■ REQUIRED WORK: Your reply should hold exactly the lines from the one that contains "Target: waved white napkin" through the end of the data. Repeat them word for word.

(Data extracted from a collection)
⟨

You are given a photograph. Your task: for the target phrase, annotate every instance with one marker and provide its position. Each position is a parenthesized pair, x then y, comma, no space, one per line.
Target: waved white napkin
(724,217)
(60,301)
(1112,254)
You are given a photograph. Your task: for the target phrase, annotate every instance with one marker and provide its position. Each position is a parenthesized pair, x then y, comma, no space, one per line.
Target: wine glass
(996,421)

⟩

■ EXERCISE SOLUTION:
Target: waved white napkin
(724,217)
(60,301)
(1112,254)
You are given a photograph. Your task: for the target phrase, annotate every instance with one marker and provide its position. Each position is a parenthesized pair, x then y, comma, no space, one per line.
Target: wine glass
(996,421)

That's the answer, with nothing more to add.